- _Exercise_
The answer must consist of each line below that contains the string "ceiling".

================================

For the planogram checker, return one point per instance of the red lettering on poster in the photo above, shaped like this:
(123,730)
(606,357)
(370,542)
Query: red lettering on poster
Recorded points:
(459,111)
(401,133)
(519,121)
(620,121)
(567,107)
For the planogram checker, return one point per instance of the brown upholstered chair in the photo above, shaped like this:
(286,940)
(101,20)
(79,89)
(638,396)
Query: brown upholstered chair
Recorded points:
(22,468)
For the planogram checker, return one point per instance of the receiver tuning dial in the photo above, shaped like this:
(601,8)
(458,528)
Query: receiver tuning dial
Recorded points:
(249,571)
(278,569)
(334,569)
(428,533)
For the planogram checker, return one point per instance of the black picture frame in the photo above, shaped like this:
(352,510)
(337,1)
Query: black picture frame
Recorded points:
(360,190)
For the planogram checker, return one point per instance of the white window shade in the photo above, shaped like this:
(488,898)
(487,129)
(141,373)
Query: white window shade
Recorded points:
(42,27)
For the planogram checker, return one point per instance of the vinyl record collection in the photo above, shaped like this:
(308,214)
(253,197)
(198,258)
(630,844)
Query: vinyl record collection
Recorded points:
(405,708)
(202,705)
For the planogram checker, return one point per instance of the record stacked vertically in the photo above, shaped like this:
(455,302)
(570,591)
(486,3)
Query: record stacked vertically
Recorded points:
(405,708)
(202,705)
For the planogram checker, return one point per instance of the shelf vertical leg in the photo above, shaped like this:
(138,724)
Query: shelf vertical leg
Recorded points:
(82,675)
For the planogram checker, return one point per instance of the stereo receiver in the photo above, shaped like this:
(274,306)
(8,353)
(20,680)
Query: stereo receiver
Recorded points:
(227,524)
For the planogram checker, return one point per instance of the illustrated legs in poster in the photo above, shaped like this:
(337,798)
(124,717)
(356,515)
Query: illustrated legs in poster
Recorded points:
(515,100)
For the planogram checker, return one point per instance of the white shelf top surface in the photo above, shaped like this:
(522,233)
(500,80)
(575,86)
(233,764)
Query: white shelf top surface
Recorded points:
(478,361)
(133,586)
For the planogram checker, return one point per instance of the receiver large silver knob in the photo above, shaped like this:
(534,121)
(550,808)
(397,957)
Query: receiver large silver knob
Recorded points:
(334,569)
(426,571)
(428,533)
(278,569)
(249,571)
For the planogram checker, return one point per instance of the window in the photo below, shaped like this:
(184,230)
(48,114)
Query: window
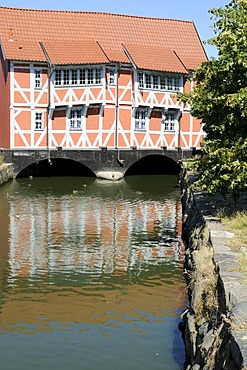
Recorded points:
(97,76)
(90,79)
(148,81)
(159,81)
(76,119)
(66,77)
(163,85)
(169,118)
(169,83)
(74,76)
(140,119)
(38,78)
(141,80)
(82,76)
(155,81)
(58,77)
(112,76)
(38,120)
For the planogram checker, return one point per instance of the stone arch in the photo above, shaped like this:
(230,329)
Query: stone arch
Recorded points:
(54,167)
(154,164)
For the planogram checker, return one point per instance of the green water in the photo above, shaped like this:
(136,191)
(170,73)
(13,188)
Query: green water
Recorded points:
(91,274)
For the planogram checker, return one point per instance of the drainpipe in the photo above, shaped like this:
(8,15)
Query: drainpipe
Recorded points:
(116,110)
(51,70)
(119,161)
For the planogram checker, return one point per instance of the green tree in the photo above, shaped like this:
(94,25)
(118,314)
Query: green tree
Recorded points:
(220,100)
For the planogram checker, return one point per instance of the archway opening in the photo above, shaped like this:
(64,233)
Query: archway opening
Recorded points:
(56,167)
(154,164)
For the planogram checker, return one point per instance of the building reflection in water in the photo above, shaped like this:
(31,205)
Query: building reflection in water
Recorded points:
(79,256)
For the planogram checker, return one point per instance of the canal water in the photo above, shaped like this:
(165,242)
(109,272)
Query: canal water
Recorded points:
(91,274)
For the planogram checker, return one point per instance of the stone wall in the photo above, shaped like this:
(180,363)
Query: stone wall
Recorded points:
(6,173)
(212,338)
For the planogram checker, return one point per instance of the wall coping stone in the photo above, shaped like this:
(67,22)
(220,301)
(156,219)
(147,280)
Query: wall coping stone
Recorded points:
(226,260)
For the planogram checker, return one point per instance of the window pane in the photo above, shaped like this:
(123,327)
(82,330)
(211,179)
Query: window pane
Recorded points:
(38,120)
(66,77)
(90,76)
(98,75)
(147,81)
(140,119)
(76,119)
(74,76)
(37,78)
(141,80)
(163,82)
(58,77)
(112,76)
(155,82)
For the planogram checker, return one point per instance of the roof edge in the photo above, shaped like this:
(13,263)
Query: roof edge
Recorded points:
(95,12)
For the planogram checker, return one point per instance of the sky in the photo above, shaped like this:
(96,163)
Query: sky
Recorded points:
(192,10)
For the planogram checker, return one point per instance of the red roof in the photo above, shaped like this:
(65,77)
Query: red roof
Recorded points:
(155,58)
(65,34)
(79,52)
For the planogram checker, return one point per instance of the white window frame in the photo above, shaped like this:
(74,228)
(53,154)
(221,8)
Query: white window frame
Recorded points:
(38,120)
(76,119)
(78,76)
(37,78)
(141,115)
(112,76)
(58,77)
(161,81)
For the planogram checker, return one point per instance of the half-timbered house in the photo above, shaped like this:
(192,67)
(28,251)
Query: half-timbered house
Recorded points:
(86,80)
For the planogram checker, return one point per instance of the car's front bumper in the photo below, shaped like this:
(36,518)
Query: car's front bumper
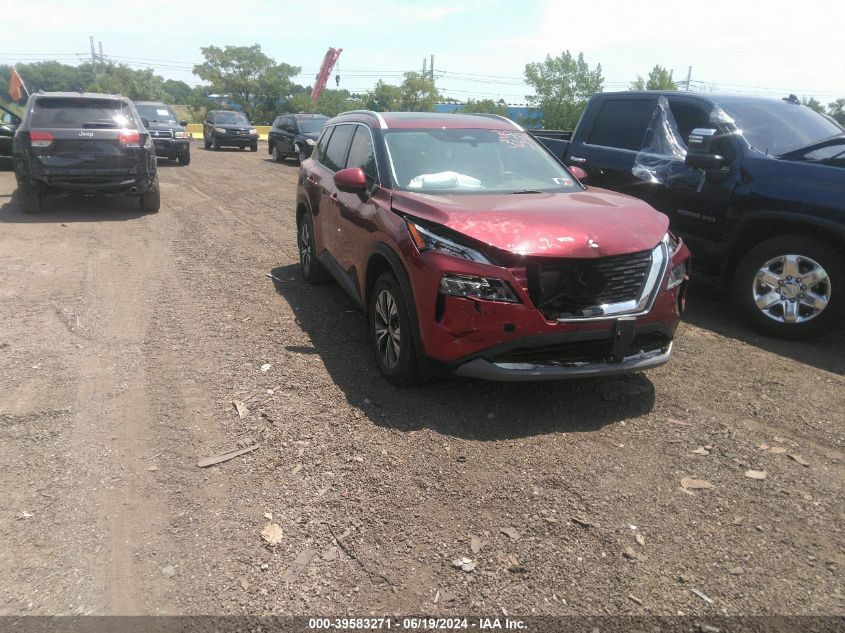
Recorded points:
(522,372)
(231,140)
(171,147)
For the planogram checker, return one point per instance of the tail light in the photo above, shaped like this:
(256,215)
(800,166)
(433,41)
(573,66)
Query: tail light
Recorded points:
(130,138)
(38,138)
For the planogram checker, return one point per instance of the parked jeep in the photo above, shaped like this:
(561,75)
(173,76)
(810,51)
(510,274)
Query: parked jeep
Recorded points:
(9,122)
(294,135)
(85,143)
(171,139)
(754,185)
(226,128)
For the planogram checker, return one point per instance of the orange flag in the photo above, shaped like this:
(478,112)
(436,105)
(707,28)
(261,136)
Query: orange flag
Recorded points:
(15,86)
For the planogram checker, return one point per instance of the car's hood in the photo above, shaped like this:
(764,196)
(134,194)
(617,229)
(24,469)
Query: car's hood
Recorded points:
(586,224)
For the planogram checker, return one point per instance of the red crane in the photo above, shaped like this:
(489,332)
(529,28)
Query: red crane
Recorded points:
(325,70)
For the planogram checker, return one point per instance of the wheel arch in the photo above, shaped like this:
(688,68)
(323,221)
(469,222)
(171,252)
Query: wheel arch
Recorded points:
(760,226)
(384,259)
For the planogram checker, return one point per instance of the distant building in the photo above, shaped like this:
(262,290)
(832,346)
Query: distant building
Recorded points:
(525,115)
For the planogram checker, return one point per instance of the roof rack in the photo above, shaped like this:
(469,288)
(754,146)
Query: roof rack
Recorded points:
(375,115)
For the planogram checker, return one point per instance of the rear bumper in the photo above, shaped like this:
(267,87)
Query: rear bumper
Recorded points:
(523,372)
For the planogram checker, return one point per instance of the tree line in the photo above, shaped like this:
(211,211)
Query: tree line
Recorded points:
(262,87)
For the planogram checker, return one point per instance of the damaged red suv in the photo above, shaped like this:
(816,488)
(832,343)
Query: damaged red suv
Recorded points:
(475,252)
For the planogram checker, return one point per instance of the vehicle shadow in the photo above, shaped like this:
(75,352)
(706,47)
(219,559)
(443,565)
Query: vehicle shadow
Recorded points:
(74,208)
(709,307)
(471,409)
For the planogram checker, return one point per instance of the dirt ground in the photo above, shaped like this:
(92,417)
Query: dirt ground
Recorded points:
(125,338)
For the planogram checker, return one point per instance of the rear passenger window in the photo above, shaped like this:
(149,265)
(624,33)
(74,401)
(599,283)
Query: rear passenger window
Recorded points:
(336,149)
(622,123)
(361,153)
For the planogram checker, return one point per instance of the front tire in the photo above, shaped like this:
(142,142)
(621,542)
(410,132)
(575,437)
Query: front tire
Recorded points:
(311,268)
(390,330)
(791,286)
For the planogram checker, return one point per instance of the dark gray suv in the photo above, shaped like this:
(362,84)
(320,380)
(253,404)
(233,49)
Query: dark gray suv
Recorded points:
(86,143)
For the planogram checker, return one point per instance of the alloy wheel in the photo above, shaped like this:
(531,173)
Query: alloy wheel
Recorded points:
(791,289)
(387,329)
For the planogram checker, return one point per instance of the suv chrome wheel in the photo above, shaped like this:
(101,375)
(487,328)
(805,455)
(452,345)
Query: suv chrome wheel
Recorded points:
(791,289)
(387,329)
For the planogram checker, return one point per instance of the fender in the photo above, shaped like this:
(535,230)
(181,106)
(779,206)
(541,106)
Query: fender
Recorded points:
(831,227)
(407,292)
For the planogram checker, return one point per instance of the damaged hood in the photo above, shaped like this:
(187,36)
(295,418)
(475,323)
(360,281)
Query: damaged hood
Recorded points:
(586,224)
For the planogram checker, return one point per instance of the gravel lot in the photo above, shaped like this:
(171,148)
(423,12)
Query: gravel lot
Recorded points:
(124,340)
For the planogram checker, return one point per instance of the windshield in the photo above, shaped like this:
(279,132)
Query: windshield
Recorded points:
(780,127)
(231,117)
(311,126)
(473,161)
(52,112)
(159,113)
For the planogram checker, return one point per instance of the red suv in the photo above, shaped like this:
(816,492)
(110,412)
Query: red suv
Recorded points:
(474,251)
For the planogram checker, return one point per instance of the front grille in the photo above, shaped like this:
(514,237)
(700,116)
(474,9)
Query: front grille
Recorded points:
(595,351)
(576,287)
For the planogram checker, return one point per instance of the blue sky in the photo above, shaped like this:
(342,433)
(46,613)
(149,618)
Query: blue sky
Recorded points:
(480,47)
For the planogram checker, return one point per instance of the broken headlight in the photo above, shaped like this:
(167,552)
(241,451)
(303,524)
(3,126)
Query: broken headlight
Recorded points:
(426,239)
(487,288)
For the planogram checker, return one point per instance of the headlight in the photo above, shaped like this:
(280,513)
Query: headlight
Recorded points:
(487,288)
(426,239)
(677,276)
(672,243)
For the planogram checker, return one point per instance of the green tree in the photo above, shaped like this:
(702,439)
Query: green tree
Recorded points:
(486,106)
(658,79)
(836,109)
(384,97)
(418,93)
(247,76)
(562,86)
(813,104)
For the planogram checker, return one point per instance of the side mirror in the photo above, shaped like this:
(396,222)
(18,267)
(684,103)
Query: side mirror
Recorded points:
(700,149)
(351,180)
(579,173)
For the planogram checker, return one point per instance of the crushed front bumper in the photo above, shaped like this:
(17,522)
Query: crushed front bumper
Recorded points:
(523,372)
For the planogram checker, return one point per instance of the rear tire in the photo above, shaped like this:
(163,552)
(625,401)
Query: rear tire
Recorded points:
(311,268)
(791,286)
(151,201)
(390,330)
(30,199)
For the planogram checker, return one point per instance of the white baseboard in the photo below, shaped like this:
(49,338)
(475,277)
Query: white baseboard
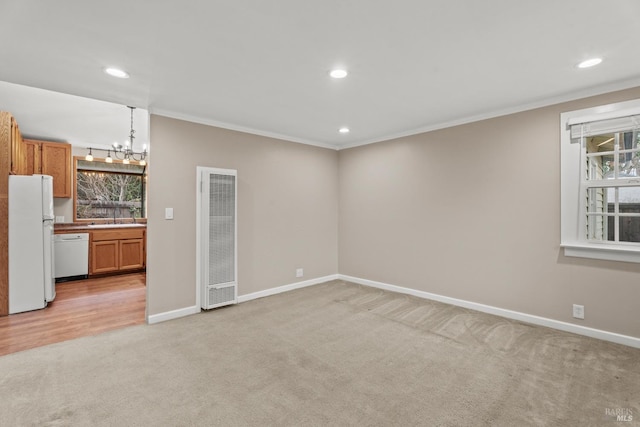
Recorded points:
(523,317)
(173,314)
(285,288)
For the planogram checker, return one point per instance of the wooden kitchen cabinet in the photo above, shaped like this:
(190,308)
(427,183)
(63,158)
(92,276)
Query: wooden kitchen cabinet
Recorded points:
(50,158)
(104,257)
(18,153)
(117,250)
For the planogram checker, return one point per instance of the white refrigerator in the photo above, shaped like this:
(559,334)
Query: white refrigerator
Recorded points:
(31,266)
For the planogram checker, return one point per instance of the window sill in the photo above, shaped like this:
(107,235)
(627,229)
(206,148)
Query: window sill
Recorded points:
(602,251)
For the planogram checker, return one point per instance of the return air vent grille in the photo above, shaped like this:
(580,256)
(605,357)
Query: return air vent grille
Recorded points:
(222,225)
(217,231)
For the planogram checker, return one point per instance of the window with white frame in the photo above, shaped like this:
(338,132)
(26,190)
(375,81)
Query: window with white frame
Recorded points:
(600,189)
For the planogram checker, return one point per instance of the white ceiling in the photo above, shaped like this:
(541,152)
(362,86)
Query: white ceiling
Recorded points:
(261,66)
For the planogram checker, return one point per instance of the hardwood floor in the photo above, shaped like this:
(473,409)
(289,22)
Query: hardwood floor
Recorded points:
(81,308)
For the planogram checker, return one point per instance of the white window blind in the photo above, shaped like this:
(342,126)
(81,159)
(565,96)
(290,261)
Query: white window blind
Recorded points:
(601,127)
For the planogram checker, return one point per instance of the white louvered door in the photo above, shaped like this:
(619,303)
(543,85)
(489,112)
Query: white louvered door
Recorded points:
(218,237)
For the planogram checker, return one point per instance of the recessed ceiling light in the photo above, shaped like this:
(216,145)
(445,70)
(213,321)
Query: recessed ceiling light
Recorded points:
(338,74)
(116,72)
(589,62)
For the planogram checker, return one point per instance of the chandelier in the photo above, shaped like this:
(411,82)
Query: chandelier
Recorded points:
(124,152)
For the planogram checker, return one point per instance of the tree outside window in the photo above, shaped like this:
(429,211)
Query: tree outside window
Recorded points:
(109,191)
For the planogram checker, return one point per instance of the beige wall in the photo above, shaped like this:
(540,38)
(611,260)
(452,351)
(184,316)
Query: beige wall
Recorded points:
(473,212)
(287,209)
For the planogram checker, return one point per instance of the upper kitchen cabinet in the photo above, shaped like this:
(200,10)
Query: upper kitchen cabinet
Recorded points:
(17,147)
(50,158)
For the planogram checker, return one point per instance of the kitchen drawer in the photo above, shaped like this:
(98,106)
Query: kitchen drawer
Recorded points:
(117,234)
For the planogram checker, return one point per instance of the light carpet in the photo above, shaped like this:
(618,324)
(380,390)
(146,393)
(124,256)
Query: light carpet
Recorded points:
(330,354)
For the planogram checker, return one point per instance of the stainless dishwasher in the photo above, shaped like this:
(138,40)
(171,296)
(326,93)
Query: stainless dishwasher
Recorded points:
(71,256)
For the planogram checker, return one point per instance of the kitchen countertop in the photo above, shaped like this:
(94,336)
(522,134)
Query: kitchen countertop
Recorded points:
(83,226)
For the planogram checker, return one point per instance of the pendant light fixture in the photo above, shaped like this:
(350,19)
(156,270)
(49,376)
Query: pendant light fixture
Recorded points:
(124,152)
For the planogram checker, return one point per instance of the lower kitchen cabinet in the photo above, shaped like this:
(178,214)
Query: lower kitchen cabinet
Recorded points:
(131,254)
(104,256)
(117,250)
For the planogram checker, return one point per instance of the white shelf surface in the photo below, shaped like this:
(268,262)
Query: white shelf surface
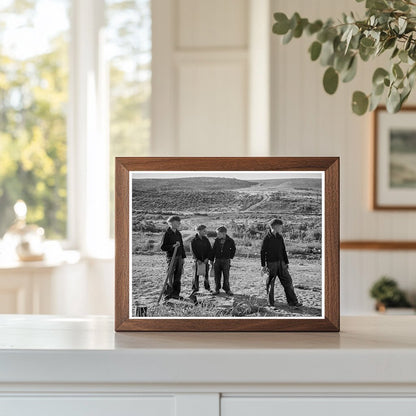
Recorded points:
(53,349)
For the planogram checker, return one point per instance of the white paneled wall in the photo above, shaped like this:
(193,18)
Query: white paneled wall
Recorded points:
(204,75)
(308,122)
(224,85)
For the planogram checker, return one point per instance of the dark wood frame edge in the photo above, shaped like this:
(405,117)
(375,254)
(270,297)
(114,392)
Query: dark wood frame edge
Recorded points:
(331,321)
(377,245)
(375,205)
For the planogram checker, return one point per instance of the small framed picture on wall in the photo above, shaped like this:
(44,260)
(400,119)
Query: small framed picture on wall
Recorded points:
(394,159)
(227,244)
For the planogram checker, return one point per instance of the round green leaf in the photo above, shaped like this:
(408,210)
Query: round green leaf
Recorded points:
(359,103)
(288,37)
(403,55)
(330,80)
(393,101)
(374,102)
(397,71)
(281,27)
(314,27)
(379,75)
(315,50)
(351,71)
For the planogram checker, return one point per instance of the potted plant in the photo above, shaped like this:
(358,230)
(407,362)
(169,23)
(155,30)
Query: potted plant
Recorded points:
(387,294)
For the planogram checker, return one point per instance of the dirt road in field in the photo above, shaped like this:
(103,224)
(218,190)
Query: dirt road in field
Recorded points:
(266,197)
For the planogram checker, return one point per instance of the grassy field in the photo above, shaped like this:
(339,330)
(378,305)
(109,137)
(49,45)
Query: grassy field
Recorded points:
(244,207)
(245,280)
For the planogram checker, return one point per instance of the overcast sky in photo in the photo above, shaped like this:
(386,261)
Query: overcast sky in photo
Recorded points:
(243,175)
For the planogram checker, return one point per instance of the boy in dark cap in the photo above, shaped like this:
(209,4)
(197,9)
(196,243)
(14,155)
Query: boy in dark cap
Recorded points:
(273,254)
(223,252)
(171,239)
(201,251)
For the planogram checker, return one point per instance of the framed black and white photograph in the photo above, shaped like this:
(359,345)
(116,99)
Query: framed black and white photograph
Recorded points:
(235,244)
(394,159)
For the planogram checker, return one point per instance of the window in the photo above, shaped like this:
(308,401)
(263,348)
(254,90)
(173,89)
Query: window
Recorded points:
(129,43)
(59,74)
(33,102)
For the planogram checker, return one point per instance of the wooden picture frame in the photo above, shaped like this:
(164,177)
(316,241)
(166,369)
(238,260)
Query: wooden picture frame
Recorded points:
(328,167)
(387,194)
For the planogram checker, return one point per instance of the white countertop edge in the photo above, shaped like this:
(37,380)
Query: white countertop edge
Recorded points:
(208,366)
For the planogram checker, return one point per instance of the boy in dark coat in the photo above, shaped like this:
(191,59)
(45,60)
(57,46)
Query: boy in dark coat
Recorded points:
(201,251)
(223,252)
(171,239)
(274,261)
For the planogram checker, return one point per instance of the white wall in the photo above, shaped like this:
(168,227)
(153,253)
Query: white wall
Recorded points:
(308,122)
(212,87)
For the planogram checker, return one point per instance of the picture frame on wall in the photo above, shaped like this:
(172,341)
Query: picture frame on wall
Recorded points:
(227,244)
(394,159)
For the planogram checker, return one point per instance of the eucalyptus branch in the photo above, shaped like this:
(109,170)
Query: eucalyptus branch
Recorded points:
(389,25)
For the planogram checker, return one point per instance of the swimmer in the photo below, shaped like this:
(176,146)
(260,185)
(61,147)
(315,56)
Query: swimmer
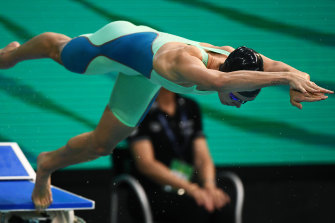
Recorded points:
(147,60)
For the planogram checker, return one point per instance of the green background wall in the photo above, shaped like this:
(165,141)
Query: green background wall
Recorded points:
(42,105)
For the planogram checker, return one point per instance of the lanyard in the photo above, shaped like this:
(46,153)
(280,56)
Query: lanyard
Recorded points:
(177,147)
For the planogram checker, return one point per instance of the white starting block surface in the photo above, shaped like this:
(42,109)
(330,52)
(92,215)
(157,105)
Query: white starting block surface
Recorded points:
(17,183)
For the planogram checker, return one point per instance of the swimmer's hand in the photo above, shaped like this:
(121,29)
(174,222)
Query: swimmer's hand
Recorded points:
(296,97)
(301,82)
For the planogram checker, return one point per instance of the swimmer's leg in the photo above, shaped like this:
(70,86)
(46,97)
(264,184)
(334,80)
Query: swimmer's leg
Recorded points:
(46,45)
(82,148)
(130,100)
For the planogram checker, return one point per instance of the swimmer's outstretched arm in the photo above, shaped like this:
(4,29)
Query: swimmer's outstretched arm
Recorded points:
(191,69)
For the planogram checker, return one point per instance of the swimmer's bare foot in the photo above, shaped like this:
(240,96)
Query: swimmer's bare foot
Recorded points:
(42,196)
(5,60)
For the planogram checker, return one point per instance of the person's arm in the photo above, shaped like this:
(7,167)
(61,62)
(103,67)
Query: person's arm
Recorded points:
(149,166)
(205,167)
(190,69)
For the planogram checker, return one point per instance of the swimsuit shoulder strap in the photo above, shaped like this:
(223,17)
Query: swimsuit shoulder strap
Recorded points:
(205,54)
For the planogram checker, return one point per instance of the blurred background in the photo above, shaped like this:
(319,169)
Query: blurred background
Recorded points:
(285,156)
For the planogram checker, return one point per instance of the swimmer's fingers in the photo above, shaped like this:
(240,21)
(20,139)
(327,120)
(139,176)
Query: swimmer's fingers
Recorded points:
(298,97)
(315,88)
(296,104)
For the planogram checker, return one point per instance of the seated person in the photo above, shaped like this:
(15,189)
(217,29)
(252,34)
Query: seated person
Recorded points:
(174,165)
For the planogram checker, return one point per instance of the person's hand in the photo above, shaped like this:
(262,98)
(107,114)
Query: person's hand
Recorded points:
(226,100)
(296,97)
(219,197)
(201,197)
(301,82)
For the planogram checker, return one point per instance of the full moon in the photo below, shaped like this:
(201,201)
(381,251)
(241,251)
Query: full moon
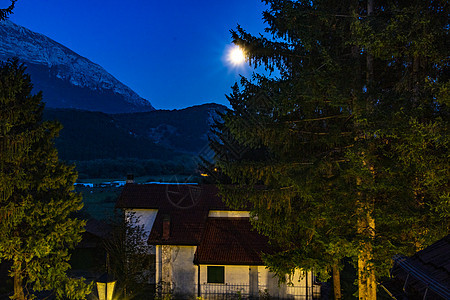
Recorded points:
(236,56)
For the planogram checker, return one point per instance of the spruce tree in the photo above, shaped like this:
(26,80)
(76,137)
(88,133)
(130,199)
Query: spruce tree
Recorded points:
(5,12)
(37,198)
(355,130)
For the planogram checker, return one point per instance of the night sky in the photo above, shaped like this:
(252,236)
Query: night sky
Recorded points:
(173,53)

================================

- _Output of the exercise_
For the planogram checker, return one point per instance of the white ceiling in the photo above, shaped like this:
Query: white ceiling
For the planogram checker, return one point per instance of the recessed ceiling light in the photo above, shaped like this:
Query: recessed ceiling light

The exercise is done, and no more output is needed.